**Text passage**
▼▼▼
San Jose Airport Neighbors Heated Over Doors

March 14, 2005
All residents of a condo complex near Mineta San Jose International Airport want are noise-muffling doors that don't heat up in the summer like an espresso machine.
Forget gleaming new passenger terminals and double-deck roadways.

All residents of a condo complex near Mineta San Jose International Airport want are noise-muffling doors that don't heat up in the summer like an espresso machine.

''It doesn't take a rocket scientist to figure it out,'' said Mike McKinney, president of the Lafayette Americana Homeowners Association. ''I don't know why the airport can't get it right.''

The glass storm doors in question were installed last summer as part of the airport's effort to soundproof 79 Santa Clara condos. The thick glass helps squelch the roar of jets, but at a price: With the sun beating down, the doors heat up to 186 degrees -- hot enough to fry an egg.

''I have a 2-year-old son who innocently reached up to grab the door knob and burned his hand,'' said Robert Smith, an aerospace technician who lives in the complex north of the airport. ''Even in December, we hung a Christmas wreath, and each time we opened the door something would fall off because it was warm enough to melt the hot glue.''

Airport officials say they are doing their best to resolve the door problem. However, more than five months after they learned of the snafu, they still have not modified or replaced the doors.
▲▲▲
**Dataset excerpts**
▼▼▼
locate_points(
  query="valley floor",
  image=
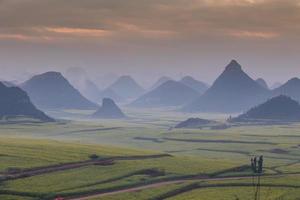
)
(142, 158)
▲▲▲
**Required actions**
**1)** Reproduce the stretch of the San Jose airport door article from "March 14, 2005" through "and double-deck roadways.", word for word.
**2)** In the article about the airport condo doors, how hot do the glass storm doors get with the sun beating down on them?
**3)** Pick up the news story about the hot storm doors near the San Jose airport and keep writing it from the point where it stops.

**The replies**
**1)**
March 14, 2005
All residents of a condo complex near Mineta San Jose International Airport want are noise-muffling doors that don't heat up in the summer like an espresso machine.
Forget gleaming new passenger terminals and double-deck roadways.

**2)** 186 degrees.

**3)**
Of course, the airport faces bigger problems than storm doors, including how to fund its $2.8 billion expansion in the face of scant passenger and cargo revenues, and the advent of cost-conscious discount airlines reluctant to underwrite lavish improvements.

But as officials well know, the airport's image in surrounding neighborhoods turns on matters closer to home, like quarter-inch-thick glass storm doors.

''Any complaint that comes to us, we take seriously,'' said Monica Gomez of the airport's acoustical treatment program.

The airport has spent about $1.7 million, or about $22,000 a unit, on noise-reduction measures at the condo complex, including the doors, thick windows and new air-conditioning and heating systems. The funds come from fees charged to passengers flying through San Jose.

Overall, the airport has spent about $84 million to soundproof about 1,200 homes within its noise contour, most of it through federal grants.

Some Lafayette Americana residents also have complained about crooked windows and inaccessible furnace filters. But their main beef is with the metal-frame doors, which the airport has never installed anywhere else. Typically, it has installed wood-frame doors, which cost more but conduct less heat.

To fix the problem, the airport tried coating one of the doors with tinted film. But when workers hooked the door up with a thermometer, they found that the temperature of the glass had dropped only slightly -- to about 140 degrees.

In the meantime, Lafayette Americana residents can't simply remove the doors or replace the doors themselves, for two reasons: First, under homeowner association rules, residents are required to have identical facades, and the association board must approve any changes.

Second, the airport essentially controls what kind of soundproofing devices are installed in the complex under the terms of a 2003 legal settlement with the association. The condo owners sued the airport in late 1998 because they wanted more extensive soundproofing measures. They lost, which gives the airport -- not them -- the right to choose a replacement for the defective doors.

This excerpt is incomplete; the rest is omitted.